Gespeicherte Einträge
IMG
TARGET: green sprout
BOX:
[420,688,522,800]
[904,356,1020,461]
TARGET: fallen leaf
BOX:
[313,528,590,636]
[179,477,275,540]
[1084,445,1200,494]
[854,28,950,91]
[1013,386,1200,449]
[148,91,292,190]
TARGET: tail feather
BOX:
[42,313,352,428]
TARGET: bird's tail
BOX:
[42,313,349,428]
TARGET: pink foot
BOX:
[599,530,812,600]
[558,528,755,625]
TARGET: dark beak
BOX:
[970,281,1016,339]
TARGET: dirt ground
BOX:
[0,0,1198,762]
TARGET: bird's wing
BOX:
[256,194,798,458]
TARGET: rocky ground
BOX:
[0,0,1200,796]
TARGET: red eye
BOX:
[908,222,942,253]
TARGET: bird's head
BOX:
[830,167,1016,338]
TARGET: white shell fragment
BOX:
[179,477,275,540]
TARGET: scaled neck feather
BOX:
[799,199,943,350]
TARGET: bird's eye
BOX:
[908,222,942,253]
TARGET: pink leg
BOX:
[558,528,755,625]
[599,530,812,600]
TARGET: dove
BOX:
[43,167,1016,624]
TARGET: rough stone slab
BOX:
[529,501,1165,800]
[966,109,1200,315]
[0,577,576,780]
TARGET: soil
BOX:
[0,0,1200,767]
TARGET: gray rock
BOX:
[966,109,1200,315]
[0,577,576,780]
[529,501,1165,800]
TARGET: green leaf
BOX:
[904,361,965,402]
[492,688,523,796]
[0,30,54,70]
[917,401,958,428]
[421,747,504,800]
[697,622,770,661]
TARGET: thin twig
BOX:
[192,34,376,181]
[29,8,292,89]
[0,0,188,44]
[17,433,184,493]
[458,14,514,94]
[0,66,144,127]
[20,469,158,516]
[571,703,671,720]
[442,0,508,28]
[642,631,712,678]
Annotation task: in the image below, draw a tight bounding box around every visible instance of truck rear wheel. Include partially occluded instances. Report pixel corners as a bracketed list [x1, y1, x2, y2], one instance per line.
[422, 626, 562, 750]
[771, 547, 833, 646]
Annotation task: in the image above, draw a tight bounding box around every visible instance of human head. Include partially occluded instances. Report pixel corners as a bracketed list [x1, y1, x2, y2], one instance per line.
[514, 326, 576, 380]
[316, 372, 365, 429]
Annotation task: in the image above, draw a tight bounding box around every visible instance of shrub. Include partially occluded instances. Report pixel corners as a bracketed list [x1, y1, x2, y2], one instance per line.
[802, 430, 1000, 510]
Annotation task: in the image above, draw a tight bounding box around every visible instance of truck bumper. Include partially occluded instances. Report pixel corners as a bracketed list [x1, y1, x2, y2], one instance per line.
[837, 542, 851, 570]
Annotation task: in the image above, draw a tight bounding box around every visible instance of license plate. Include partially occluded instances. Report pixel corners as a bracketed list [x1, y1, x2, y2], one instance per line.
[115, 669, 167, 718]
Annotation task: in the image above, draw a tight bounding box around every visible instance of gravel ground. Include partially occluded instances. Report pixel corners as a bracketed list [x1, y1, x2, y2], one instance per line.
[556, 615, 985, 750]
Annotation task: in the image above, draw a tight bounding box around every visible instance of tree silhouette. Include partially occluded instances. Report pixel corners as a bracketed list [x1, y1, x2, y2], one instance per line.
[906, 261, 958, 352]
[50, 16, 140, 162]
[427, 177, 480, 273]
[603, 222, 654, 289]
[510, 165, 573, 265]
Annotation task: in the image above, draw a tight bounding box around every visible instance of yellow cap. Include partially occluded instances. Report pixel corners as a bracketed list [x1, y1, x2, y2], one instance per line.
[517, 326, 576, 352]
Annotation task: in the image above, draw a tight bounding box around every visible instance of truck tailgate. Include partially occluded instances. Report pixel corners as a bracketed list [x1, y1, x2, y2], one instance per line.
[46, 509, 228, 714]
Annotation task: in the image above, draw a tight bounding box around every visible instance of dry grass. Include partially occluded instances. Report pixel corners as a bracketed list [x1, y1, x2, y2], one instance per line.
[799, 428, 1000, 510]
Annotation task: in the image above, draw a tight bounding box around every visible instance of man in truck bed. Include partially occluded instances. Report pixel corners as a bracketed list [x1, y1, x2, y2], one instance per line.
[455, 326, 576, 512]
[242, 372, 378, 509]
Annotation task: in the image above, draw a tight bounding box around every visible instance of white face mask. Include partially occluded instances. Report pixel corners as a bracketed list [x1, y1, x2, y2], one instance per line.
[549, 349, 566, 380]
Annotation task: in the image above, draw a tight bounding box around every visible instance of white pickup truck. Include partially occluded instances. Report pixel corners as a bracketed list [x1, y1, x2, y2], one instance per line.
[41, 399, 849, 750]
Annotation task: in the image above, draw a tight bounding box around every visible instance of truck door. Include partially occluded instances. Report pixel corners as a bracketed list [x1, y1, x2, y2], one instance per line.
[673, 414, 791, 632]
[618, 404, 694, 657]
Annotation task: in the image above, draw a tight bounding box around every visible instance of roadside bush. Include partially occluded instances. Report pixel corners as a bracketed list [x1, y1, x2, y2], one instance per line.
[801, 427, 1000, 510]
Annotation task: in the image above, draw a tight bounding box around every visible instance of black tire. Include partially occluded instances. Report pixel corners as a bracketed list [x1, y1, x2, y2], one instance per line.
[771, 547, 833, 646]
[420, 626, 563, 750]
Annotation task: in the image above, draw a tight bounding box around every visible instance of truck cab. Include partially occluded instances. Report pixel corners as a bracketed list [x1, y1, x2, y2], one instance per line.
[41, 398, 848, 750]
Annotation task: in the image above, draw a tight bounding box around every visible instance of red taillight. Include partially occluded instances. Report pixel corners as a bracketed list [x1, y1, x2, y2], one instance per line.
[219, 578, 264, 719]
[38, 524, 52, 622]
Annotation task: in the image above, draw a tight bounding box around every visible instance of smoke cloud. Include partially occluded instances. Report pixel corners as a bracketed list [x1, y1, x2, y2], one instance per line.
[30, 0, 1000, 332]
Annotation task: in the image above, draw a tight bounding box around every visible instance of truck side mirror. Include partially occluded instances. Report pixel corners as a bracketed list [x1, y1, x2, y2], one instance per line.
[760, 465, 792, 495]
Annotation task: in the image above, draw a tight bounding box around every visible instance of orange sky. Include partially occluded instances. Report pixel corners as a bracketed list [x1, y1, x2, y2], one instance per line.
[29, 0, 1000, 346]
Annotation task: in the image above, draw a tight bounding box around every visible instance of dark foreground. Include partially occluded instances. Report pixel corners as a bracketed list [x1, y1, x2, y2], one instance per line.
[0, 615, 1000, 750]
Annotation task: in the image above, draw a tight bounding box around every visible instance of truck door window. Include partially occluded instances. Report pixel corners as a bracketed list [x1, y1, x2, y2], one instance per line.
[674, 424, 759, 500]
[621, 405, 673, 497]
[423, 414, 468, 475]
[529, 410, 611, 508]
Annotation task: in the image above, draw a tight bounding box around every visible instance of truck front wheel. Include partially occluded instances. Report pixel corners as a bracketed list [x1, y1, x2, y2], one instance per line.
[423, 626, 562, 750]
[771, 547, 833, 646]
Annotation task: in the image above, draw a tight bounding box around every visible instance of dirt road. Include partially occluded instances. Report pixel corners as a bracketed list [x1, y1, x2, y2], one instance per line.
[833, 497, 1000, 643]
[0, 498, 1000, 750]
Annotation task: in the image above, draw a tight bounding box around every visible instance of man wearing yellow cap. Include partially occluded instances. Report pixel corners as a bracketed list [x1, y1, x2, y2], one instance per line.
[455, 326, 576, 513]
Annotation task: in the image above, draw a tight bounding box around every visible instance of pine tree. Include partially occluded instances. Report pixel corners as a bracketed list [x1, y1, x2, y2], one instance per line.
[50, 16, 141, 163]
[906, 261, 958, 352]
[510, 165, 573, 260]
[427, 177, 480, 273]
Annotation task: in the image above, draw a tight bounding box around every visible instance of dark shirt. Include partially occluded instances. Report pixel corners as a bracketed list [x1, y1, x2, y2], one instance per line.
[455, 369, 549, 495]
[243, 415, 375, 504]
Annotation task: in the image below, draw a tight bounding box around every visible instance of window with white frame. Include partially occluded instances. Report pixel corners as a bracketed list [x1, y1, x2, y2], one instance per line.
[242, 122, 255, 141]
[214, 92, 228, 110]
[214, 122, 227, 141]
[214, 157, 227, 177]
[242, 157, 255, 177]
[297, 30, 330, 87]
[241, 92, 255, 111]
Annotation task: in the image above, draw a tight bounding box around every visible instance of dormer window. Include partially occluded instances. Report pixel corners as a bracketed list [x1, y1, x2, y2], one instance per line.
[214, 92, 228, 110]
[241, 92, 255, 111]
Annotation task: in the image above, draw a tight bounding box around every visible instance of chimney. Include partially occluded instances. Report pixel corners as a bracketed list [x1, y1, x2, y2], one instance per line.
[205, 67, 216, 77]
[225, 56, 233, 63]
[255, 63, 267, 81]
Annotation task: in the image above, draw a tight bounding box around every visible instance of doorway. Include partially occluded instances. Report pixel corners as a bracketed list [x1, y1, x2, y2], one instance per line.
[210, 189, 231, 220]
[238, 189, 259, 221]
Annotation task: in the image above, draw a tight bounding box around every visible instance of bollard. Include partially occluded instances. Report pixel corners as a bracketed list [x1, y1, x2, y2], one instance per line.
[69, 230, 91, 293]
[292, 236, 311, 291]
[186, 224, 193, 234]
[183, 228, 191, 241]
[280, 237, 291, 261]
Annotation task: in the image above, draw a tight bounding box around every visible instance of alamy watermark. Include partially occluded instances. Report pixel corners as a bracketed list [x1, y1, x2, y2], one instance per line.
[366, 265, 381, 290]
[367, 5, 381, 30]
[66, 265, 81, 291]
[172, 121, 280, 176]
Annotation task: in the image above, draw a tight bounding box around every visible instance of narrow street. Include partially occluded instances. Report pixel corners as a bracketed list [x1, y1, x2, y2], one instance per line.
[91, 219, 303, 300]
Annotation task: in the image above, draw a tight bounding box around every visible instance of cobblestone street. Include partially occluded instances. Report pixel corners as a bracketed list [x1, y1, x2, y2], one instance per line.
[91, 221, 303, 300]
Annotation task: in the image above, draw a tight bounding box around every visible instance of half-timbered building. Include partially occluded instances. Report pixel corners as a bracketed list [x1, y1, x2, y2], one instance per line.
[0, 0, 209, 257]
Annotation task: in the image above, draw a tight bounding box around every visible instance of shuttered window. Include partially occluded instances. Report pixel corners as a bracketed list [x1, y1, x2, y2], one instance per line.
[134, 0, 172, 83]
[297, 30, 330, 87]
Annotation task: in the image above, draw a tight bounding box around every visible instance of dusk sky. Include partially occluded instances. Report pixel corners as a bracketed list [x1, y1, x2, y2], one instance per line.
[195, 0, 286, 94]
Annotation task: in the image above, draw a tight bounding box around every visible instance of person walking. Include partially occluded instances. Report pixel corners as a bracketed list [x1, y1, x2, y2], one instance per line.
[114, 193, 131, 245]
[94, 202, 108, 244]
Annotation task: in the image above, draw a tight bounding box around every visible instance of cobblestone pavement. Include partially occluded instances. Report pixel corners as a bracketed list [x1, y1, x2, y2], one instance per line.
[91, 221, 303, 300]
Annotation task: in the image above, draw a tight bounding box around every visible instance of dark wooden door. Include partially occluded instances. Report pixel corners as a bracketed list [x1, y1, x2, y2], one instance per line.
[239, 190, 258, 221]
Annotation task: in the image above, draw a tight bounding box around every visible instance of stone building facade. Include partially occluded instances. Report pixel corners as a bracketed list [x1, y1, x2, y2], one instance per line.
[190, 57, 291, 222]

Aufgabenstellung
Formatiere die Datensätze von der Zeile mit „instance of dormer“ bis einschließlich der Zeile mit „[91, 219, 303, 300]“ als CSV mit den zwei Spalten eingabe und ausgabe, und zwar nur diese. Jede Zeile enthält einen Aufgabentext in eingabe und die zugehörige Antwort in ausgabe, jeweils als ein Feld in Anführungszeichen, in dem Zeilenumbrüche durch Leerzeichen ersetzt sind.

Lösung der Aufgabe
eingabe,ausgabe
"Annotation task: in the image above, draw a tight bounding box around every visible instance of dormer window. Include partially occluded instances. Report pixel corners as a bracketed list [x1, y1, x2, y2], one instance per line.","[214, 92, 228, 110] [241, 92, 255, 111]"
"Annotation task: in the image above, draw a tight bounding box around every visible instance of chimney. Include partially occluded instances. Report pixel corners as a bracketed list [x1, y1, x2, y2], one instance per line.","[205, 67, 216, 77] [225, 56, 233, 63] [255, 63, 267, 81]"
"Annotation task: in the image above, draw a tight bounding box around every visible instance of doorway. Include partially occluded instances. Report pixel corners as a bracketed list [x1, y1, x2, y2], one instance per line.","[210, 189, 231, 220] [238, 189, 259, 221]"
"Annotation task: in the image above, draw a tight bounding box around every visible instance of bollard. Include partially occluded instances. Report pixel corners as a bracketed list [x1, y1, x2, y2], one instance per line.","[69, 230, 91, 293] [292, 236, 311, 291] [186, 224, 193, 234] [183, 228, 191, 241] [280, 237, 291, 261]"
"Annotation task: in the image above, draw a tight bounding box around every visible instance of alamy watermark. Include partially occluded instances. Report pixel corners as a bracketed list [x1, y1, x2, y2], one instance per line.","[366, 265, 381, 290] [367, 5, 381, 30] [66, 265, 81, 291] [172, 121, 280, 176]"
"Annotation task: in the image above, draw a tight bounding box around every visible instance of narrow street. Include partially occluded instances. Report pixel corners as a bracketed list [x1, y1, x2, y2], one instance per line.","[91, 219, 303, 300]"